- **ENTRIES SUPPLIED**:

━━━━━━━━━━

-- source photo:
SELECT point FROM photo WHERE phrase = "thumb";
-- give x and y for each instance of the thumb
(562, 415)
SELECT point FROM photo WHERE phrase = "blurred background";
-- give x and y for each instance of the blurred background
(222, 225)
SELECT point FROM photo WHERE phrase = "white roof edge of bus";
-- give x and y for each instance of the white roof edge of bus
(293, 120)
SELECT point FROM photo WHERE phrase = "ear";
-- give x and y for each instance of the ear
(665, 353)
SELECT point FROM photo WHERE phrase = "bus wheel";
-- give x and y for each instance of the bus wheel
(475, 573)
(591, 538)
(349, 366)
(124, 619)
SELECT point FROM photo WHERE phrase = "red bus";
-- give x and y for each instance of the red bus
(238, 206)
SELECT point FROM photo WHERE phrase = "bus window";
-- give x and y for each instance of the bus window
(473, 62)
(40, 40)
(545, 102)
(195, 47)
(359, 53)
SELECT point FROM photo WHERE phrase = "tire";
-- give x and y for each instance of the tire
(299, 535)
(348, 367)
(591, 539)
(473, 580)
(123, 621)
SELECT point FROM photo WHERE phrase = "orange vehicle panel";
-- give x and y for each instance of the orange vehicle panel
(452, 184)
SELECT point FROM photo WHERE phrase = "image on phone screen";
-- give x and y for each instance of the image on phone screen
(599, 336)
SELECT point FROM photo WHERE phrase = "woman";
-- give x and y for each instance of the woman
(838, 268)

━━━━━━━━━━

- **EXERCISE REQUIREMENTS**: Once you have read the listing above, set it down again without alteration.

- **EXERCISE OUTPUT**:
-- source photo:
SELECT point FROM photo WHERE phrase = "thumb";
-- give x and y for each instance of the thumb
(562, 415)
SELECT point FROM photo WHERE phrase = "blurred background";
-- give x and y for each instance of the blurred background
(222, 225)
SELECT point FROM photo WHERE phrase = "white roof edge of bus";
-- give x and y for each instance of the white roof edge of bus
(293, 120)
SELECT point FROM photo WHERE phrase = "ear";
-- give x and y for each instance of the ear
(665, 353)
SELECT point FROM photo WHERE phrase = "bus wheel";
-- give x and y for each instance of the bus wheel
(475, 573)
(591, 538)
(349, 366)
(124, 619)
SELECT point FROM photo WHERE phrase = "red bus";
-- give x and y for each instance of the red bus
(238, 206)
SELECT point FROM photo WHERE phrase = "bus window";
-- give x and y for each instance of the bus window
(473, 62)
(40, 40)
(545, 102)
(195, 47)
(359, 53)
SELECT point FROM photo WHERE phrase = "tire";
-- give x and y for each instance of the tire
(299, 535)
(348, 367)
(591, 539)
(473, 580)
(123, 621)
SELECT point FROM photo WHERE phrase = "orange vehicle panel";
-- give x and y for each instance of the orange vehicle panel
(452, 184)
SELECT point FROM photo WHERE phrase = "image on phone screen";
-- give x and y for each instance of the image on phone screen
(599, 336)
SELECT point FROM photo WHERE phrase = "woman";
-- give x and y for each instance of the woman
(838, 268)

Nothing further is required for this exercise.